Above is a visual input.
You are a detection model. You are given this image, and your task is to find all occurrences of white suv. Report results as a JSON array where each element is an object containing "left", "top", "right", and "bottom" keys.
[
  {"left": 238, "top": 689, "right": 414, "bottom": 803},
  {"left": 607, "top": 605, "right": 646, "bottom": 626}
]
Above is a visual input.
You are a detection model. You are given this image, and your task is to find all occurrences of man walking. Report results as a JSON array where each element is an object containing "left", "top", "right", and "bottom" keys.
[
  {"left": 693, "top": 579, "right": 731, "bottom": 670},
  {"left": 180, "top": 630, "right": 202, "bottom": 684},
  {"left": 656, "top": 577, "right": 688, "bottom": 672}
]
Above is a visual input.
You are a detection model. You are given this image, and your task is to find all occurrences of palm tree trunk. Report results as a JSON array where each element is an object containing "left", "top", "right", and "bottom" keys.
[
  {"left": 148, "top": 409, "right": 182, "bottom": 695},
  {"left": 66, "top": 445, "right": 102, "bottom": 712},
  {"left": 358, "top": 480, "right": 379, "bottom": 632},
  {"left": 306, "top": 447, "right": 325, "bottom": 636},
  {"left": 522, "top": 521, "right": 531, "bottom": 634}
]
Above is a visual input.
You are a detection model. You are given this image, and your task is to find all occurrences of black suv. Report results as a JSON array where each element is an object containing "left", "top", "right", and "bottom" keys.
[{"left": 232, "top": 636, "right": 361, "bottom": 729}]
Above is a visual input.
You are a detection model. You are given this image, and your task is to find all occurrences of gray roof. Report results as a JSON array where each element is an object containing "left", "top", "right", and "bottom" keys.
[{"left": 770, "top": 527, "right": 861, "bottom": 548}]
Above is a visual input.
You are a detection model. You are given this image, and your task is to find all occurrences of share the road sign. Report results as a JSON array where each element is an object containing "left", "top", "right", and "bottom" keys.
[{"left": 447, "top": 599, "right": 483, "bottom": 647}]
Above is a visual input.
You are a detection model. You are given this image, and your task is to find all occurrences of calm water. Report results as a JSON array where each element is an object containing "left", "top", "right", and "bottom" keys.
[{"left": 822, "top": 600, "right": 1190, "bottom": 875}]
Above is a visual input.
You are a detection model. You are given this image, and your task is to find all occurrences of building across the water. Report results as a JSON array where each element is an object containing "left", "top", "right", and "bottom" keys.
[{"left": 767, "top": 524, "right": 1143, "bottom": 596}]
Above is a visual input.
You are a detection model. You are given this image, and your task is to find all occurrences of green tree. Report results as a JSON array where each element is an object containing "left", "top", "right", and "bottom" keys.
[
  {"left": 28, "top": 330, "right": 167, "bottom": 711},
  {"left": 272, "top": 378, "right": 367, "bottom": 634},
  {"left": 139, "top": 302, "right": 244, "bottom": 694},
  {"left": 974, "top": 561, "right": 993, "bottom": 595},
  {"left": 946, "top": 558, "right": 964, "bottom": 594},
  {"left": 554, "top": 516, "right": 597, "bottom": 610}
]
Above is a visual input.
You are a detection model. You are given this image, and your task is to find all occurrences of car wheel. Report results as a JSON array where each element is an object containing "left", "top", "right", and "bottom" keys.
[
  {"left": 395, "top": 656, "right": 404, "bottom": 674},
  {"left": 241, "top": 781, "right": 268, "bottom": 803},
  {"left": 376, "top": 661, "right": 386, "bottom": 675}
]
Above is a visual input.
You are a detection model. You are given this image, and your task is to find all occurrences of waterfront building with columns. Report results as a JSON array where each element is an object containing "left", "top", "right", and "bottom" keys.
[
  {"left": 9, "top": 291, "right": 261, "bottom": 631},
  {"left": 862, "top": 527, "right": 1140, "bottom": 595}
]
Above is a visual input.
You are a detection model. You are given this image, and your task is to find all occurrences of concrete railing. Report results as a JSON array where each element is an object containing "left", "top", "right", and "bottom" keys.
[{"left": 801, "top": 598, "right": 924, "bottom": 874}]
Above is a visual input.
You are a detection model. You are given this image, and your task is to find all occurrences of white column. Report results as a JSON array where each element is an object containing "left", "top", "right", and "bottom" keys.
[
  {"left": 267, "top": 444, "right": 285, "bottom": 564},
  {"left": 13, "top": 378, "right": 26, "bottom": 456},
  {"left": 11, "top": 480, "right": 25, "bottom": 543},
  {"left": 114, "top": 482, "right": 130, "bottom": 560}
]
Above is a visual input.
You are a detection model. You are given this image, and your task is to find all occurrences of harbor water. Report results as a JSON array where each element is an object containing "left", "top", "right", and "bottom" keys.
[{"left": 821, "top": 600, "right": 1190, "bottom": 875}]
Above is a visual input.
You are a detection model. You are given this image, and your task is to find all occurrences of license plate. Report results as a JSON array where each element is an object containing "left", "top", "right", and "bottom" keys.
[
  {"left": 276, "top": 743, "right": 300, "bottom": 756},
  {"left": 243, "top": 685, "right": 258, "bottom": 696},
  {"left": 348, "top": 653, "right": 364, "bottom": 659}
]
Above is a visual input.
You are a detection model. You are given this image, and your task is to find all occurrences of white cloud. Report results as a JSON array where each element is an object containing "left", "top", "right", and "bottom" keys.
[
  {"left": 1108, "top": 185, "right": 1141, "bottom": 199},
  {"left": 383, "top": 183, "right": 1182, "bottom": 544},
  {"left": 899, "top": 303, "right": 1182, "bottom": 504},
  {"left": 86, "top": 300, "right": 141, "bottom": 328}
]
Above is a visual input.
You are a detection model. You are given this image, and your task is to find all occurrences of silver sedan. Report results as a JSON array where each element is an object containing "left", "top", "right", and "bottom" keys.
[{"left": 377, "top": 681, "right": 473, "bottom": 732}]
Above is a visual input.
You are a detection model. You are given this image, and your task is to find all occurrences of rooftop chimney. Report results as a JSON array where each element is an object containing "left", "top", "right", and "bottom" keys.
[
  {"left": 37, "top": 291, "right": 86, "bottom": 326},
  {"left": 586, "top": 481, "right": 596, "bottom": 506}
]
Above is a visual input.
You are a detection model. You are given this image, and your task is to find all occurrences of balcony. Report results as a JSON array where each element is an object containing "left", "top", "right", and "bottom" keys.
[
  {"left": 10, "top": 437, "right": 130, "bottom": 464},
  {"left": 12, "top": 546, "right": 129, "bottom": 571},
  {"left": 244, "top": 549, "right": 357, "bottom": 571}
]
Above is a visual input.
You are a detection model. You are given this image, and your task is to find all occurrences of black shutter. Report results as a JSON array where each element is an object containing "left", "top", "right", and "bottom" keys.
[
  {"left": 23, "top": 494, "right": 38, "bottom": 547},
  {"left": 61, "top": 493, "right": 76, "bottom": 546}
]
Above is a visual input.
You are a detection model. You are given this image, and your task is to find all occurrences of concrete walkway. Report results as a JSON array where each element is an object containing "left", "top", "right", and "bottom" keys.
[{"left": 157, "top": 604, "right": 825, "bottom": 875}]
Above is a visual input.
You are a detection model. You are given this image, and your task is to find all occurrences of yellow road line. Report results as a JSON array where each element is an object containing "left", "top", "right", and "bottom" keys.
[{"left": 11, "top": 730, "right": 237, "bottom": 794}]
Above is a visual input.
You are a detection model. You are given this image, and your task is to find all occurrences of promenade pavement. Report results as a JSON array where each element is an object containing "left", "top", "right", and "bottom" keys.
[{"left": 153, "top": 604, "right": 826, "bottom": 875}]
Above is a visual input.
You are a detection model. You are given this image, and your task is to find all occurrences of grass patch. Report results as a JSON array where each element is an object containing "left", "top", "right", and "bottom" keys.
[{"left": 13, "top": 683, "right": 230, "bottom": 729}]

##########

> ACTION ITEM: Transcribe all the entries, keeping each one exactly as it is.

> OUTPUT OF THE TASK:
Above is a visual input.
You are a detection model. You are given this image, and your task is to find all occurrences of white suv. Report results as a JSON array where each element is an object containing "left", "top", "right", and "bottom" keys.
[
  {"left": 238, "top": 689, "right": 414, "bottom": 803},
  {"left": 607, "top": 605, "right": 646, "bottom": 626}
]
Above is a visual input.
You are a detection model. You are given this image, and your task is to find all occurrences of man walking. Report results as a JSON array where each element is an object containing "left", "top", "right", and "bottom" keys.
[
  {"left": 693, "top": 579, "right": 731, "bottom": 670},
  {"left": 180, "top": 630, "right": 202, "bottom": 684},
  {"left": 656, "top": 577, "right": 688, "bottom": 672}
]
Above is a visual input.
You are a detection model. You are given this image, and your task is to find all occurrences of palm tree trunk. Report results as a JSON array where each element is an object containing "left", "top", "right", and "bottom" keys.
[
  {"left": 148, "top": 409, "right": 182, "bottom": 695},
  {"left": 66, "top": 445, "right": 102, "bottom": 712},
  {"left": 358, "top": 480, "right": 379, "bottom": 632},
  {"left": 306, "top": 447, "right": 325, "bottom": 636},
  {"left": 522, "top": 521, "right": 531, "bottom": 634}
]
Above is a visual input.
You are a detection model. You are given this image, and your task is to find all occurrences of black suv. Report results as a JSON array where each element is an object containing "left", "top", "right", and "bottom" keys.
[{"left": 232, "top": 636, "right": 361, "bottom": 729}]
Above is a visual input.
You are a detection model. You are given this image, and your task is to find all occurrences of gray roof. Report results as a JSON array where each element is an object containing "left", "top", "right", and "bottom" keys.
[{"left": 770, "top": 527, "right": 861, "bottom": 548}]
Above is a visual input.
You are a detection model. You are given this image, and your task is to find all occurrences of share the road sign. Report results as a JSON array where each element is an object containing "left", "top", "right", and "bottom" keys.
[{"left": 447, "top": 599, "right": 483, "bottom": 647}]
Above is a visual input.
You are a detection model. You are given this image, and your task is to find all occurrences of calm water. Report results as a JSON array where each element is an object containing "left", "top", "right", and "bottom" keys.
[{"left": 822, "top": 600, "right": 1190, "bottom": 875}]
Above is a visual input.
You are a detection model. You are given this image, and your task is to find all occurrences of building across the water. Report results as a JSON array where each element is an object containing "left", "top", "right", and "bottom" keys.
[{"left": 767, "top": 524, "right": 1143, "bottom": 596}]
Above is a visual input.
You are a detection model. You are given this image, and your task is to find all occurrences of green tree. Report results as a JSON array where each element is an object containing "left", "top", "right", and "bottom" keys.
[
  {"left": 28, "top": 330, "right": 167, "bottom": 711},
  {"left": 272, "top": 378, "right": 367, "bottom": 634},
  {"left": 139, "top": 302, "right": 244, "bottom": 694},
  {"left": 974, "top": 561, "right": 993, "bottom": 595},
  {"left": 946, "top": 558, "right": 964, "bottom": 594},
  {"left": 554, "top": 516, "right": 597, "bottom": 610}
]
Above is a visual input.
You are a detection model. You are given this image, and your task is to find all occurrences of car wheel. Report results as a JSON array where each element is an object containing "left", "top", "right", and "bottom" keys.
[
  {"left": 395, "top": 656, "right": 404, "bottom": 674},
  {"left": 241, "top": 781, "right": 268, "bottom": 803},
  {"left": 376, "top": 661, "right": 386, "bottom": 675}
]
Above is a visual input.
You are a detection model. You are given this image, and your task is to find all occurrences of waterfront building with columns. Report results as a JSON array where each element is an object containing "left", "top", "right", and "bottom" keys.
[
  {"left": 9, "top": 291, "right": 261, "bottom": 631},
  {"left": 862, "top": 527, "right": 1140, "bottom": 595}
]
Above is a visual input.
You are a detection model. You are given this image, and your task is to find all occurrences of concrete railing. Report results as a JSON array where each element is an object containing "left", "top", "right", and "bottom" keys.
[{"left": 801, "top": 598, "right": 924, "bottom": 874}]
Above is a visual input.
You are a detection model. You are given this image, and your task is to find all occurrences of white column. Report results as a JSON array where each element is an object containing "left", "top", "right", and "bottom" keys.
[
  {"left": 267, "top": 444, "right": 285, "bottom": 564},
  {"left": 13, "top": 378, "right": 26, "bottom": 456},
  {"left": 11, "top": 480, "right": 25, "bottom": 543},
  {"left": 114, "top": 482, "right": 130, "bottom": 560}
]
Above is a visual input.
You are a detection model. You are given this image, and your task is to find all occurrences of harbor water. Report results as a JSON array where each element is an object containing "left", "top", "right", and "bottom" keys.
[{"left": 821, "top": 600, "right": 1190, "bottom": 875}]
Above is a visual input.
You are a detection model. You are given this image, and your task is to find all occurrences of license plate. Report results as a JSON array where each element is an object containing "left", "top", "right", and "bottom" keys.
[
  {"left": 276, "top": 743, "right": 300, "bottom": 756},
  {"left": 243, "top": 685, "right": 258, "bottom": 696},
  {"left": 348, "top": 653, "right": 364, "bottom": 659}
]
Above is a visual input.
You are a detection model. You are given this image, and your task is to find all occurrences of white cloud. Report results as a JSON array where each element is an object containing "left", "top", "right", and "bottom" keys.
[
  {"left": 1108, "top": 185, "right": 1141, "bottom": 199},
  {"left": 383, "top": 183, "right": 1182, "bottom": 544},
  {"left": 899, "top": 303, "right": 1182, "bottom": 504},
  {"left": 86, "top": 300, "right": 141, "bottom": 328}
]
Above is a visual input.
You are a detection model. You are given this image, and your task is to find all occurrences of silver sedan. Report results as a JSON array where each element is an object containing "left", "top", "right", and "bottom" keys.
[{"left": 377, "top": 681, "right": 473, "bottom": 732}]
Above is a visual input.
You are a detection model. You are given this image, and your task is to find all occurrences of rooftop chimney. Report results as a JSON array where each element is an object containing "left", "top", "right", and "bottom" keys.
[
  {"left": 37, "top": 291, "right": 86, "bottom": 326},
  {"left": 586, "top": 481, "right": 596, "bottom": 506}
]
Above is a visual input.
You are a detection model. You are given this image, and your task is to find all occurrences of balcony. Report results as a JSON array where each element is an object containing "left", "top", "right", and "bottom" keys.
[
  {"left": 10, "top": 437, "right": 130, "bottom": 464},
  {"left": 12, "top": 546, "right": 129, "bottom": 571},
  {"left": 244, "top": 549, "right": 357, "bottom": 571}
]
Above is a visual input.
You are a detection model. You are given this image, and your task is to find all occurrences of black shutter. Report results as a JSON array where each element is an object containing "left", "top", "right", and "bottom" keys.
[
  {"left": 23, "top": 494, "right": 38, "bottom": 547},
  {"left": 61, "top": 493, "right": 76, "bottom": 546}
]
Above is a visual input.
You are a detection model. You are given this image, and your task is to find all occurrences of concrete walkway. Report results as a JSON array where each element is an object containing "left", "top", "right", and "bottom" keys.
[{"left": 157, "top": 604, "right": 825, "bottom": 875}]
Above is a visual input.
You are a detection model. You are given this image, and your task is to find all occurrences of yellow road line. Report results as a JSON array where each element is an object containing "left", "top", "right", and "bottom" keys.
[{"left": 11, "top": 730, "right": 237, "bottom": 794}]
Above is a visual input.
You are a detection model. You are given this image, and your task is to find all occurrences of promenade pavement. Report results as a JSON array where each element is an object containing "left", "top", "right", and "bottom" keys.
[{"left": 153, "top": 604, "right": 826, "bottom": 875}]
Above is a visual input.
You are a detection model. You are given this image, and your task is to find all occurrences of grass patch. Report results as a JSON array where each element is an object containing "left", "top", "right", and "bottom" keys.
[{"left": 13, "top": 683, "right": 230, "bottom": 729}]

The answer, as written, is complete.